— START OF Data rows —

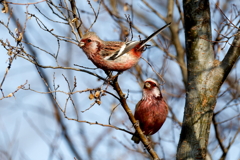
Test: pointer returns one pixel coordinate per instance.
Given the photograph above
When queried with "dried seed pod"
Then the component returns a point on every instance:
(98, 101)
(97, 94)
(91, 96)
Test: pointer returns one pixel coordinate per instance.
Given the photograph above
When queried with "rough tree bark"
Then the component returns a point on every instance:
(205, 77)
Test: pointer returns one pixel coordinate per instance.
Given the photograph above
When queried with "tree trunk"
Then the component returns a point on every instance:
(205, 77)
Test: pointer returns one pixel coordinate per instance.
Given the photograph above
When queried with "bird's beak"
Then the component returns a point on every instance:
(81, 44)
(147, 85)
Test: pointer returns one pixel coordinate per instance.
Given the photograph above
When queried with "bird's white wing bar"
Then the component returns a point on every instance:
(124, 49)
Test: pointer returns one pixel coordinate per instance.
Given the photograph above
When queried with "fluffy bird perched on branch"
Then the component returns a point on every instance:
(151, 111)
(114, 55)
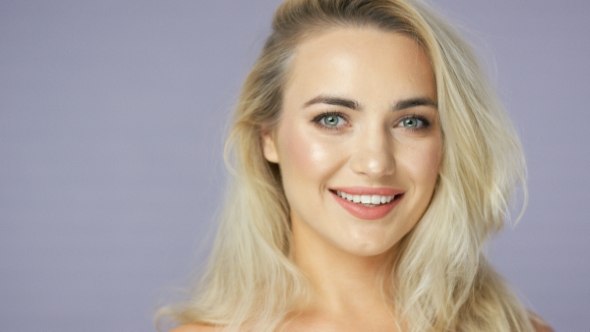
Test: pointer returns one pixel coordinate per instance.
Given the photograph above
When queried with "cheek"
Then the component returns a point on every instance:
(304, 156)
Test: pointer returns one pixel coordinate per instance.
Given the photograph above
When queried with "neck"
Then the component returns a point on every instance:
(342, 283)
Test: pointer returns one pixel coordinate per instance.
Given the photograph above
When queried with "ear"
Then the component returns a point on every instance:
(269, 148)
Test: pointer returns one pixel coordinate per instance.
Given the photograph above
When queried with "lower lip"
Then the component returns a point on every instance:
(367, 212)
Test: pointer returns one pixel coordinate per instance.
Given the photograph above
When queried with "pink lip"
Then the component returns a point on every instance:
(369, 191)
(366, 212)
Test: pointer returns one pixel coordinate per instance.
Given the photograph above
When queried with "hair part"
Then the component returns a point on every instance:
(441, 281)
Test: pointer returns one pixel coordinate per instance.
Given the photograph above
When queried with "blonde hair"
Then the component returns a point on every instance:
(441, 281)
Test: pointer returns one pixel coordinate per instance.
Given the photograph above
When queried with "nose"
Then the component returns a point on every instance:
(373, 154)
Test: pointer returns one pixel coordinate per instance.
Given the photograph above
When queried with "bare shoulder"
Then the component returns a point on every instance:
(195, 328)
(539, 324)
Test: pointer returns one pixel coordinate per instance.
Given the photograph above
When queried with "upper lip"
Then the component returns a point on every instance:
(356, 190)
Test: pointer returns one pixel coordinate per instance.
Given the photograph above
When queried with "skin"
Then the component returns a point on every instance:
(368, 145)
(373, 145)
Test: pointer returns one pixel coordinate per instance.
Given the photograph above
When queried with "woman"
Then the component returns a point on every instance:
(372, 161)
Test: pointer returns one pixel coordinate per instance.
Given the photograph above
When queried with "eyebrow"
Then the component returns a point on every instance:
(356, 106)
(336, 101)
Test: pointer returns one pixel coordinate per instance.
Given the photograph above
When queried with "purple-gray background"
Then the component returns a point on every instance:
(111, 126)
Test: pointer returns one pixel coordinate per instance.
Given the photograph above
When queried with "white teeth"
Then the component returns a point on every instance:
(366, 199)
(375, 199)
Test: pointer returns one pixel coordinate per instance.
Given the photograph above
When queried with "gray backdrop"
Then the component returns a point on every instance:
(111, 126)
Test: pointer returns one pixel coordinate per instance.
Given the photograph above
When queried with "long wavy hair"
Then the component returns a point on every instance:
(441, 281)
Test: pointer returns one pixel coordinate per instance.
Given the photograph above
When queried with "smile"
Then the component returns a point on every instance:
(366, 200)
(367, 203)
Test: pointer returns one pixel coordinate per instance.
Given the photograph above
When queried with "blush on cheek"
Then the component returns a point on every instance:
(304, 154)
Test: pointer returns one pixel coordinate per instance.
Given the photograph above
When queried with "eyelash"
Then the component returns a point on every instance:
(425, 122)
(318, 121)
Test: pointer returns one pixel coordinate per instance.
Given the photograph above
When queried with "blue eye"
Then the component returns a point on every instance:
(330, 121)
(414, 122)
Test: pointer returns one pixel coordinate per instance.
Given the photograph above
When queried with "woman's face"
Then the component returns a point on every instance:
(359, 142)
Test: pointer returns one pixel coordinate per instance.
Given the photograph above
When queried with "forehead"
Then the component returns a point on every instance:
(360, 61)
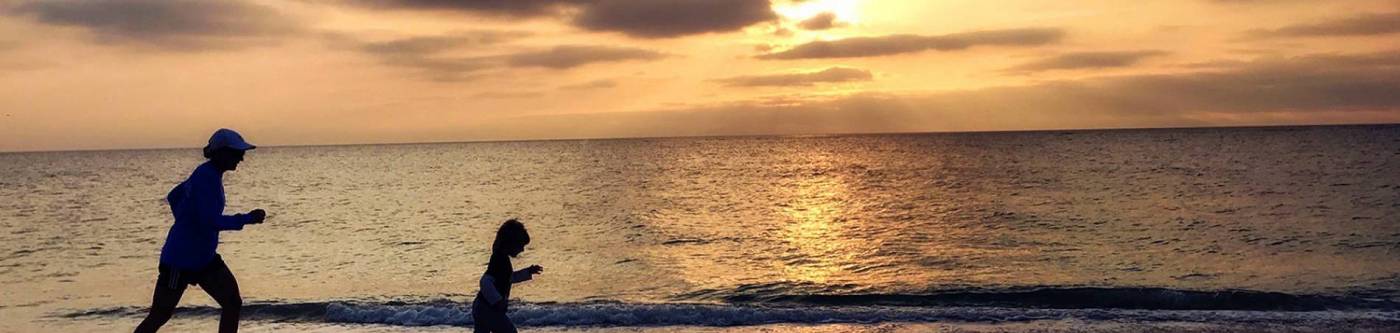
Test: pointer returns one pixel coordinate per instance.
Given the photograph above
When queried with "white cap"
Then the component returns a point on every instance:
(227, 139)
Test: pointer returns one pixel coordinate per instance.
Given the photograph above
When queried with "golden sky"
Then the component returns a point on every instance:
(157, 73)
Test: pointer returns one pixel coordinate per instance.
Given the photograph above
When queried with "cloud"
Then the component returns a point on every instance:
(1315, 88)
(487, 7)
(595, 84)
(507, 94)
(441, 58)
(168, 25)
(819, 21)
(668, 18)
(639, 18)
(868, 46)
(1358, 25)
(420, 45)
(1080, 60)
(433, 56)
(833, 74)
(569, 56)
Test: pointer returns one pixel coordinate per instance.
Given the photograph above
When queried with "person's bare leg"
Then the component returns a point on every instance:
(163, 305)
(220, 284)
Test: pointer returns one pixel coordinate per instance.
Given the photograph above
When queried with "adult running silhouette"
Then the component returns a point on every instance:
(189, 253)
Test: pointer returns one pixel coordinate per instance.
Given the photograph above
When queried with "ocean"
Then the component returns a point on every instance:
(1166, 230)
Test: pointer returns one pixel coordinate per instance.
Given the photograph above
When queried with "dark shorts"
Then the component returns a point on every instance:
(178, 279)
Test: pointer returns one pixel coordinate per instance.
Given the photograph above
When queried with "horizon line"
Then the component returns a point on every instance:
(717, 136)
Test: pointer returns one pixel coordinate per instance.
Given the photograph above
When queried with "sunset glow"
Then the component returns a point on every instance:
(144, 73)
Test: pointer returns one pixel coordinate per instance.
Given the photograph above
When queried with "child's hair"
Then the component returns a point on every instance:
(511, 232)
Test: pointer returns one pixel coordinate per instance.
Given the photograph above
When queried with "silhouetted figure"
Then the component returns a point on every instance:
(189, 253)
(490, 305)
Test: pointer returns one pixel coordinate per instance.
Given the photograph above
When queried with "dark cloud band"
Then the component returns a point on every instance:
(868, 46)
(833, 74)
(171, 25)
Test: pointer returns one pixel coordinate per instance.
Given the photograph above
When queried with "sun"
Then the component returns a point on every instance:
(844, 10)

— END OF Data rows —

▸ Requirement
Return every line above that contains the word "dark". Copy each one in full.

▸ Result of this task
When queried with "dark shorts"
When queried with "dark cloud band"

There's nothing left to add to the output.